Category: Algorithms

Ad infinitum

Quality is fundamental in any job, and software is no exception. Although fairly good software is relatively easy to do, really good software is an art that few can truly reach.

While in some places you see a complete lack of understanding about the minimal standards of software development, in others you see it in excess. It’s no good either. In the end, as we all know, the only thing that prevails is common sense. Quality management, all sorts of tests and refactoring is fundamental to the agile development, but being agile doesn’t mean being time-proof.

One might argue that, if you keep on refactoring your code, one day it’ll be perfect. That if you have unit tests, regression tests, usability test (and they’re also being constantly refactored), you won’t be able to revive old bugs. That if you have a team always testing your programs, building a huge infrastructure to assure everything is user proof, users will never get a product they can’t handle. It won’t happen.

It’s like general relativity, the more speed you get, the heavier you become and it gets more difficult to get more speed. Unlike physics, though, there is a clear ceiling to your growth curve, from where you fall rather than stabilize. It’s the moment when you have to let go, take out what you’ve learned and start all over again, probably making the same mistakes and certainly making new ones.


It’s all about cost analysis. It’s not just money, it’s also about time, passion, hobbies. It’s about what you’re going to show your children when they grow up. You don’t have much time (they grow pretty fast!), so you need to be efficient.

Being efficient is quite different on achieving the best quality possible, and being efficient locally can also be very deceiving. Hacking your way through every problem, unworried about the near future is one way of screwing up things pretty badly, but being agile can lead you to the same places, just over prettier roads.

When the team is bigger than one person, you can’t possibly know everything that is going on. You trust other peoples judgements, you understand things differently and you end up assuming too much about some of the things. Those little things add up to the amount of tests and refactoring you have to run for each and every little change and your system will indubitably cripple up to a halt.


For some, time is money. For me, it’s much more than that. I won’t have time to do everything I want, so I better choose wisely putting all correct weights on the things I love or must do. We’re not alone, nor is all we do for ourselves, so it’s pretty clear that we all want our things to last.

Time, for software, is not a trivial concept. Some good software don’t even get the chance while some really bad things are still being massively used. Take the OS/2 vs. Windows case. But also some good software (or algorithms or protocols) have proven to be much more valuable and stable than anyone ever predicted. Take the IPv4 networking and the Unix operating system (with new clothes nowadays) as examples.

We desperately need to move to IPv6 but there’s a big fear. Some people are advocating for decades now that Unix is already decades deprecated and still it’s by far the best operating system we have available today. Is it really necessary to deprecate Unix? Is hardware really ready to take the best out of micro-kernel written in functional programming languages?

SUPPLIED DATA:
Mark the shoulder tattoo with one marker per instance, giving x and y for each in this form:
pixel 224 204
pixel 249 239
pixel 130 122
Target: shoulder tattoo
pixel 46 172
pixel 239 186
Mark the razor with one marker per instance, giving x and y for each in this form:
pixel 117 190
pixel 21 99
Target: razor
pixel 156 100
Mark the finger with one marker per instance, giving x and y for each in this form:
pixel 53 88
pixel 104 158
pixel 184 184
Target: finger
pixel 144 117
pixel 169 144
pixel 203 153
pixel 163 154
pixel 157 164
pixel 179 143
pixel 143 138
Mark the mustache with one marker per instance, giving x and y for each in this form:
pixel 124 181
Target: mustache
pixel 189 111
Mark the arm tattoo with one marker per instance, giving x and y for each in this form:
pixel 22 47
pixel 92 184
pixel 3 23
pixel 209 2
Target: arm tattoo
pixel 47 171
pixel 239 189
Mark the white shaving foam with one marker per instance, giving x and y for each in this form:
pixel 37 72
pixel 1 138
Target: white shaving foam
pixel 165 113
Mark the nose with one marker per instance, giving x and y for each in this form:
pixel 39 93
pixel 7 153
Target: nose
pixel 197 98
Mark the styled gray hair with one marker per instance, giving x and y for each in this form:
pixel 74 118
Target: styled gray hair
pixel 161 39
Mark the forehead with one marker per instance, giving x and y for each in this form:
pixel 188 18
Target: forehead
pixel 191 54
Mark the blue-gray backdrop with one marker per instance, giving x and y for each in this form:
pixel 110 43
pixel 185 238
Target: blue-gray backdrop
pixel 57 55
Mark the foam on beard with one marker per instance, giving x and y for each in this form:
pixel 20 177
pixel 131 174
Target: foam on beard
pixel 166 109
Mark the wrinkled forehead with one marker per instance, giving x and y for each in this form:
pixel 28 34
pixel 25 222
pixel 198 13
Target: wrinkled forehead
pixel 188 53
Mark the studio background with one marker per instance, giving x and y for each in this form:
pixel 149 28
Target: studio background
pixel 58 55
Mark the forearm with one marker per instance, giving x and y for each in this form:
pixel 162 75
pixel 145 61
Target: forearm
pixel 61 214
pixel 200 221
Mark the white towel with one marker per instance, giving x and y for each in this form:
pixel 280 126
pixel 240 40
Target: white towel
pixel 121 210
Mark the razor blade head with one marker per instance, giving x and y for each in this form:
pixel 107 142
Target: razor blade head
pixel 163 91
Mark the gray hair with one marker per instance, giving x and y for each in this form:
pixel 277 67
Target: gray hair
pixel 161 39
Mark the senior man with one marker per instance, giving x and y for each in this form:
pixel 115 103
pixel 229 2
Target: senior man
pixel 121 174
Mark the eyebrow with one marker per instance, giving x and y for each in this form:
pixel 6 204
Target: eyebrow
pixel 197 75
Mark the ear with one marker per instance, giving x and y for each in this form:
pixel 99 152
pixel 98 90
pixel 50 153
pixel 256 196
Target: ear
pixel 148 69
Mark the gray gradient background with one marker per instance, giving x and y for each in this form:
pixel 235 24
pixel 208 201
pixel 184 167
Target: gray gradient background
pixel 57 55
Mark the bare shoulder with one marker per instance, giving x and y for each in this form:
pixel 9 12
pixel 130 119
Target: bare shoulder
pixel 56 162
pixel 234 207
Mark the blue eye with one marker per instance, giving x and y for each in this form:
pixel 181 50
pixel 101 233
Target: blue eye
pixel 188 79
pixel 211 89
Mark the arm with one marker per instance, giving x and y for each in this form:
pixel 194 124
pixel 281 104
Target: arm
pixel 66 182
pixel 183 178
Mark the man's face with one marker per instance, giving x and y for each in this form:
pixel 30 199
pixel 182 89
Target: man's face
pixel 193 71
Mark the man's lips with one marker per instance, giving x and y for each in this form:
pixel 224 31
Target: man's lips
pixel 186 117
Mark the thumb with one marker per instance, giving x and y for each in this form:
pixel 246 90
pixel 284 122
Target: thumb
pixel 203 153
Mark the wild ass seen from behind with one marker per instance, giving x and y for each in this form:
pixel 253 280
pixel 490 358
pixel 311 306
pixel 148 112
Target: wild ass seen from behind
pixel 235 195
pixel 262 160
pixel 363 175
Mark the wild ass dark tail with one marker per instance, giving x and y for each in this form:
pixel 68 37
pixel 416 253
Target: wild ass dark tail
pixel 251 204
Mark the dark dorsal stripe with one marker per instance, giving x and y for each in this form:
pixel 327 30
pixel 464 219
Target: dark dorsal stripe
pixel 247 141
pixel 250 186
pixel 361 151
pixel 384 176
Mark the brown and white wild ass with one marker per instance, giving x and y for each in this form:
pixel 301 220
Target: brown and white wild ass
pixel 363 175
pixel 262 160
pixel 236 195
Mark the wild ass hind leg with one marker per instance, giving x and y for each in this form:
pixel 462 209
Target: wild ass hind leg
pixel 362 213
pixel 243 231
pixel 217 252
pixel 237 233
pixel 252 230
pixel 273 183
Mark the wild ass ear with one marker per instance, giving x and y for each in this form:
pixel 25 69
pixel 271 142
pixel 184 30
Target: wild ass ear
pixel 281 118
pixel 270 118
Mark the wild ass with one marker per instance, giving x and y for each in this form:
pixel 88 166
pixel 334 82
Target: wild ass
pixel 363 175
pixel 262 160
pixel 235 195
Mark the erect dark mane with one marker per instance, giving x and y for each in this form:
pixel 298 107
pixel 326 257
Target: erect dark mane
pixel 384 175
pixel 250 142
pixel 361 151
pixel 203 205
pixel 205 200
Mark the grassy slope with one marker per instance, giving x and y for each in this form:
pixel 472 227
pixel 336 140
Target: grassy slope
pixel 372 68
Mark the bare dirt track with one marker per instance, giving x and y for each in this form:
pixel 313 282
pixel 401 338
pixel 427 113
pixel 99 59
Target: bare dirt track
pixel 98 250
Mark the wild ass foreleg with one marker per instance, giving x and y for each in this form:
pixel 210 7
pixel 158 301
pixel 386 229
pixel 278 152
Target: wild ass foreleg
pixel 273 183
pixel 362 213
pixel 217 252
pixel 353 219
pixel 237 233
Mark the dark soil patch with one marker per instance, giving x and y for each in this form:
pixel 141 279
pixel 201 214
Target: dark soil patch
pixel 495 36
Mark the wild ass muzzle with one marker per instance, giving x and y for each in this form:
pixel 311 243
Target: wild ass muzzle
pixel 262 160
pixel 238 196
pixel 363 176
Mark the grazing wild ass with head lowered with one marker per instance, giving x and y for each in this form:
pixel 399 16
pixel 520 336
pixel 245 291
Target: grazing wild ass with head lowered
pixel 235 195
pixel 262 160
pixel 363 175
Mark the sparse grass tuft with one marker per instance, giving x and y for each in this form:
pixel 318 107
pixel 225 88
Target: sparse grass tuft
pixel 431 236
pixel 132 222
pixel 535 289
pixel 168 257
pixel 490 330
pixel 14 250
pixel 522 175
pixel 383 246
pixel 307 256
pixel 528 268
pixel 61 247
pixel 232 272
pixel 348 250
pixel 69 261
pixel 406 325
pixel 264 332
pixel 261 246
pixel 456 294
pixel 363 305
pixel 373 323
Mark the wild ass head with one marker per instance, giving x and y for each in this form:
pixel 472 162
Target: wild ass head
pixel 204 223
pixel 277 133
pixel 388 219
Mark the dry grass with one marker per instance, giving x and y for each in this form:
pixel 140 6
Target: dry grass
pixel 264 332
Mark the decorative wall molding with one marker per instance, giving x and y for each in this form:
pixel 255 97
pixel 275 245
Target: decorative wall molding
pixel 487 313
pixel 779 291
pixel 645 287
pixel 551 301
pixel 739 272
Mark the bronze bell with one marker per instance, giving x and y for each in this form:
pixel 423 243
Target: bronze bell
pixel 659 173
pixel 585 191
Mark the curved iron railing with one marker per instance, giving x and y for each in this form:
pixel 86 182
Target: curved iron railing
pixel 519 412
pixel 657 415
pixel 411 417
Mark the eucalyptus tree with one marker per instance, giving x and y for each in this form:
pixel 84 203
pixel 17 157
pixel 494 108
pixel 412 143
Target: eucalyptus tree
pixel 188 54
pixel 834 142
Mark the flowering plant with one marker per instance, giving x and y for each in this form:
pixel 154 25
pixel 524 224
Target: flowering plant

WRITTEN EXERCISE:
Continue the essay above on software quality and how long software lasts, picking up right after its final question.

REPLY TO THE TASK:
For how long does a software lives, then?

It depends on so many things that it’s impossible to answer that question, but there are some general rules:

  • Is it well written enough to be easy to enhance to users’ request? AND
  • Is it stable enough that won’t drive people away due to constant errors? AND
  • Does it really makes the difference to people’s lives? AND
  • Are people constantly being reminded that your software exists (both intentionally and unintentionally)? AND
  • Isn’t there something else much better? AND
  • Is the community big enough to make migration difficult?

If you answered no to two or more questions, be sure to review your strategy, you might already be loosing users.

There is another path you might find your answers:

  • Is the code so bad that no one (not even its creator) understand it anymore? OR
  • The dependency chain is so unbearably complicated, recursive and fails (or works) sporadically? OR
  • The creator left the company/group and won’t give a blimp to answer your emails? OR
  • You’re relying on closed-source/proprietary libraries/programs/operating systems, or they have no support anymore? OR
  • Your library or operating system has no support anymore?

If you answered yes to two or more questions, be sure to review your strategy, you might already be on a one-way dead-end.

Ad infinitum

One thing is for sure, the only thing that is really unlimited is stupidity. There are some things that are infinite, but limited. Take a sphere, you can walk on a great circle until the end of all universes and you won’t reach the end, but the sphere is limited in radius, thus, size. Things are, ultimately, limited in the number of dimensions they’re unlimited.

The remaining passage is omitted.